# WHAT IS ASKED:
Continue the passage about Nathan MacKinnon and the All-Star Game photo with Justin Bieber, picking up right after its final sentence.

# EXCERPTED PASSAGE:
IT’S BEEN 18 months since MacKinnon’s last Instagram post, while his most recent post on X came back in 2018, when it was still called Twitter.
“I’m not trying to be the cool guy on Instagram showing off different things,” he said. “I just want to be known for my hard work and dedication to the game.”
MacKinnon has no idea what’s being said about him, the season he’s having or if he and the Avs can win a second Stanley Cup in three seasons.
But to suggest MacKinnon doesn’t pay attention to the world around him would be inaccurate — because he does. Especially when the conversation turns to what happened at the NHL All-Star Game back in February. More specifically, when he and Crosby posed for a picture with Justin Bieber.
Bieber stood between Crosby and MacKinnon with the pop star leaning closer to Crosby. The running joke on social media was that Bieber was going to crop MacKinnon out of the photo.
And then the joke became reality. Bieber posted several pictures from All-Star Weekend, including one of just him and Crosby, with the only vestige of MacKinnon being his right shoulder and his No. 29.
Others noticed. The most-liked comment on Bieber’s feed was about MacKinnon, with someone writing, “damn mackinnon got the crop.” It led to several responses ranging from, “what’d he ever do to you justin” to “i’m not even an avs fan and this hurts me lol.”
Another person chimed in to say, “but I mean … It’s Crosby …” followed by someone else stating “but its also mackinnon. Who eventually will be a hall of famer.”

# SUPPLIED RECORDS:
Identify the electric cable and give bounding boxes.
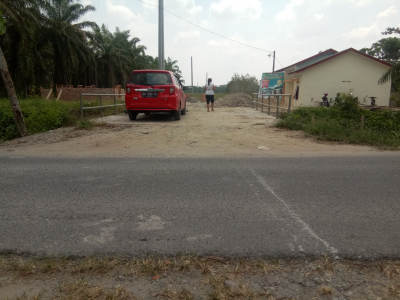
[137,0,274,53]
[275,54,284,68]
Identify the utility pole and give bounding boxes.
[190,56,193,97]
[158,0,165,70]
[272,51,275,73]
[268,51,275,73]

# EXERCISE RESULT:
So what does MacKinnon think of all this?
“Yeah, I don’t blame him,” MacKinnon said with a smile. “It’s Sidney Crosby! He’s an icon! A Canadian icon! I get it. I’m not like a household name. I know that, and that’s OK. It’s just funny to me. I’m not offended. Justin seemed like a nice guy.”
To MacKinnon’s point, Crosby is a future Hall of Famer who along with Washington Capitals left winger Alex Ovechkin resuscitated the NHL post-lockout. Crosby has won three Stanley Cups, two Hart Trophies and scored a gold medal-winning goal in the Olympics.
Bieber is one of the most popular musicians on the planet. He has 293 million Instagram followers, which would make his fans the fourth-most populous nation in the world behind China, India and the United States. All six of his studio albums went platinum at least once in the U.S. before he turned 30.
Still, it’s not like MacKinnon isn’t accomplished. He’s also a Stanley Cup champion who could win more before his career ends. He’s a seven-time NHL All-Star who has two 100-point seasons and has been in the top six of Hart Trophy voting five of the past six seasons — and he could potentially win the award as NHL MVP this season.
Everything he does on the ice is inescapable. MacKinnon is among those players who has become appointment viewing, whether it’s because someone wants to watching the Avs or checking out social media just to MacKinnon’s latest highlight. From his neutral zone entries to his goals to his assists to just the pureness of his technical ability as a skater have helped him become more of a topic of conversation over the years.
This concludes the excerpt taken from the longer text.